> **Aim**
Reproduce every one of the following entries word for word.

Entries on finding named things
☆ ☆ ☆ ☆ ☆ ☆ ☆

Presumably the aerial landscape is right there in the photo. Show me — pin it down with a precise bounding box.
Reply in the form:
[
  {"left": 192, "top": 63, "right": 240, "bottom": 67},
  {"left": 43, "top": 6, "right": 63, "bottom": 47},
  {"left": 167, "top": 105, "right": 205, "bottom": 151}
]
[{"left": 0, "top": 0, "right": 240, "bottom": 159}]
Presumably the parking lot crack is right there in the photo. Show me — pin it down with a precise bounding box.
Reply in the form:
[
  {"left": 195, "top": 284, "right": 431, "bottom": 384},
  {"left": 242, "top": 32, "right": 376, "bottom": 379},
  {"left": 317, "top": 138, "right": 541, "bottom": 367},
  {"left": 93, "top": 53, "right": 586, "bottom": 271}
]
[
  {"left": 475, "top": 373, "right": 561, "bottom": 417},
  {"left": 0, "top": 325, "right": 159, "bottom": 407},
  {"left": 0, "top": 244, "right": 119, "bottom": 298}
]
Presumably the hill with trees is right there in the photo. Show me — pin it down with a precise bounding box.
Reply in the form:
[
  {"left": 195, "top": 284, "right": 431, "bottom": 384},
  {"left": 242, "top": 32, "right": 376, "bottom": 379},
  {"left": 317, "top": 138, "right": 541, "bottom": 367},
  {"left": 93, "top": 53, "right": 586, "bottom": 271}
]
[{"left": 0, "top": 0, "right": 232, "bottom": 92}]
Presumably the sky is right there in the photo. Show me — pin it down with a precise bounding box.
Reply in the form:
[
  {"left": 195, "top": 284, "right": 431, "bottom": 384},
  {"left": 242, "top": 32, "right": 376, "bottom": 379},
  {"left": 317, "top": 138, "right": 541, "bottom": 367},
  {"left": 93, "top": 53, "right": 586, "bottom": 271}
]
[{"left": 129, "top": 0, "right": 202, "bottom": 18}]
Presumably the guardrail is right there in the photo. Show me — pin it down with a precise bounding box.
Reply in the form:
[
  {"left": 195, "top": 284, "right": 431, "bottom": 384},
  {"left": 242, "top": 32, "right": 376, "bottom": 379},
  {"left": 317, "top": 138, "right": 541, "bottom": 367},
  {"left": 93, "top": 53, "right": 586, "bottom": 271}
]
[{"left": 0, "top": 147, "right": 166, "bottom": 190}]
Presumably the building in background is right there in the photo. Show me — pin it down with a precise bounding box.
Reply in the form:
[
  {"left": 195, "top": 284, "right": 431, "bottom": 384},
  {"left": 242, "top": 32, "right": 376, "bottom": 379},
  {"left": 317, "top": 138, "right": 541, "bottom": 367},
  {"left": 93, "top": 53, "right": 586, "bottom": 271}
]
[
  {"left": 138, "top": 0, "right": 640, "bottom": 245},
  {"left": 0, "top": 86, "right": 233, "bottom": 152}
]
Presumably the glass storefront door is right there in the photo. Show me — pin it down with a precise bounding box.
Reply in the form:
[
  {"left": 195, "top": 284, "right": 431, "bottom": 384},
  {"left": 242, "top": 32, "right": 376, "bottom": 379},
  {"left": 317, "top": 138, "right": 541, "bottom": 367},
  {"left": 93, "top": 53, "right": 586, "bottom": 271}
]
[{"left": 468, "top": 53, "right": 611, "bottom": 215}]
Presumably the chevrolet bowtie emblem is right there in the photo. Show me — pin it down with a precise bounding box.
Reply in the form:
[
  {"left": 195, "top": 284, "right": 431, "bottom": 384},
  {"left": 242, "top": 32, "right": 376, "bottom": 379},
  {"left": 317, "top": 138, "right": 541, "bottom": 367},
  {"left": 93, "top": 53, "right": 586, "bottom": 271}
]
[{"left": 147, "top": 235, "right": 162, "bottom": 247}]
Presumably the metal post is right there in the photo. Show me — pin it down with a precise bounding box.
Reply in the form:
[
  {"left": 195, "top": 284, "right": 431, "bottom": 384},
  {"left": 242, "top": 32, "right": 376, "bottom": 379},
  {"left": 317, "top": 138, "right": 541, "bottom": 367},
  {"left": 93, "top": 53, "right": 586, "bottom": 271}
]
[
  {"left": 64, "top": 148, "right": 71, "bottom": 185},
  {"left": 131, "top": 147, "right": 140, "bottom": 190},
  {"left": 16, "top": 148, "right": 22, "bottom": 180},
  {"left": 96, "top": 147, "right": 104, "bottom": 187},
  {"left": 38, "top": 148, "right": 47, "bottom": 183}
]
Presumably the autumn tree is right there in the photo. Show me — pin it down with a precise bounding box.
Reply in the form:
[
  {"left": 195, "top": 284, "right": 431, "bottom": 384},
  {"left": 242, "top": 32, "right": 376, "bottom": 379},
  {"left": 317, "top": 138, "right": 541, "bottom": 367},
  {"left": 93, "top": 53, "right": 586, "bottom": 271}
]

☆ ☆ ☆ ☆ ☆ ☆ ☆

> **Answer to this problem**
Presumably the aerial landscape is right there in the photo. Show me — pin it down with a precise bounding box.
Reply in the form:
[
  {"left": 192, "top": 63, "right": 240, "bottom": 67},
  {"left": 43, "top": 6, "right": 63, "bottom": 47},
  {"left": 167, "top": 105, "right": 205, "bottom": 151}
]
[{"left": 0, "top": 0, "right": 240, "bottom": 159}]
Presumably the parking lot crack is right there in the photo. Show me — pin it down with a precise bounding box.
Reply in the form:
[
  {"left": 195, "top": 284, "right": 431, "bottom": 384},
  {"left": 242, "top": 32, "right": 376, "bottom": 379},
  {"left": 317, "top": 138, "right": 541, "bottom": 367},
  {"left": 93, "top": 53, "right": 586, "bottom": 271}
]
[
  {"left": 475, "top": 373, "right": 561, "bottom": 417},
  {"left": 0, "top": 325, "right": 159, "bottom": 407},
  {"left": 0, "top": 244, "right": 119, "bottom": 298}
]
Presumably the hill with trees is right there in the photo. Show me — pin it down with a precise bounding box.
Reply in the form:
[
  {"left": 195, "top": 284, "right": 431, "bottom": 384},
  {"left": 242, "top": 32, "right": 376, "bottom": 379},
  {"left": 317, "top": 138, "right": 541, "bottom": 367},
  {"left": 93, "top": 53, "right": 586, "bottom": 271}
]
[{"left": 0, "top": 0, "right": 232, "bottom": 92}]
Presumably the sky is right there in the photo. Show me — pin it down with a precise bounding box.
Reply in the form:
[
  {"left": 195, "top": 284, "right": 431, "bottom": 384},
  {"left": 242, "top": 32, "right": 376, "bottom": 379},
  {"left": 317, "top": 138, "right": 541, "bottom": 367},
  {"left": 93, "top": 53, "right": 586, "bottom": 271}
]
[{"left": 129, "top": 0, "right": 202, "bottom": 18}]
Presumably the guardrail is right there in the photo. Show me — pin it down with a precise bounding box.
Reply in the form:
[
  {"left": 195, "top": 284, "right": 431, "bottom": 384},
  {"left": 242, "top": 32, "right": 376, "bottom": 379},
  {"left": 317, "top": 138, "right": 541, "bottom": 367},
  {"left": 93, "top": 53, "right": 586, "bottom": 271}
]
[{"left": 0, "top": 147, "right": 166, "bottom": 190}]
Presumably the building in background is right there in the photo. Show me — pin it down with a precise bounding box.
Reply in the form:
[
  {"left": 195, "top": 284, "right": 431, "bottom": 384},
  {"left": 242, "top": 32, "right": 376, "bottom": 379},
  {"left": 317, "top": 138, "right": 541, "bottom": 367},
  {"left": 93, "top": 53, "right": 586, "bottom": 271}
]
[
  {"left": 138, "top": 0, "right": 640, "bottom": 245},
  {"left": 0, "top": 86, "right": 233, "bottom": 152}
]
Presumably the glass storefront door is right there in the photo. Show me — pin it down with a precise bounding box.
Reply in the form:
[
  {"left": 195, "top": 284, "right": 431, "bottom": 384},
  {"left": 242, "top": 32, "right": 376, "bottom": 379},
  {"left": 317, "top": 138, "right": 541, "bottom": 367},
  {"left": 93, "top": 53, "right": 586, "bottom": 271}
]
[{"left": 468, "top": 53, "right": 611, "bottom": 215}]
Presumably the chevrolet bowtie emblem is right there in the photo. Show me — pin it down with a precise bounding box.
Reply in the form:
[
  {"left": 195, "top": 284, "right": 431, "bottom": 384},
  {"left": 242, "top": 32, "right": 376, "bottom": 379},
  {"left": 317, "top": 138, "right": 541, "bottom": 367},
  {"left": 93, "top": 53, "right": 586, "bottom": 271}
]
[{"left": 147, "top": 235, "right": 162, "bottom": 247}]
Presumably the metal post is right there in the photo. Show me — pin it down with a precise bounding box.
Reply in the form:
[
  {"left": 195, "top": 284, "right": 431, "bottom": 384},
  {"left": 242, "top": 32, "right": 376, "bottom": 379},
  {"left": 317, "top": 138, "right": 541, "bottom": 367},
  {"left": 93, "top": 53, "right": 586, "bottom": 271}
]
[
  {"left": 64, "top": 148, "right": 71, "bottom": 185},
  {"left": 131, "top": 147, "right": 140, "bottom": 190},
  {"left": 16, "top": 148, "right": 22, "bottom": 180},
  {"left": 96, "top": 147, "right": 104, "bottom": 187},
  {"left": 38, "top": 148, "right": 47, "bottom": 183}
]
Presumably the autumn tree is right there in the photo. Show me — pin it down with a precise bounding box.
Reply in the form:
[
  {"left": 195, "top": 284, "right": 431, "bottom": 384},
  {"left": 242, "top": 32, "right": 376, "bottom": 379},
  {"left": 317, "top": 138, "right": 541, "bottom": 367},
  {"left": 93, "top": 53, "right": 586, "bottom": 271}
]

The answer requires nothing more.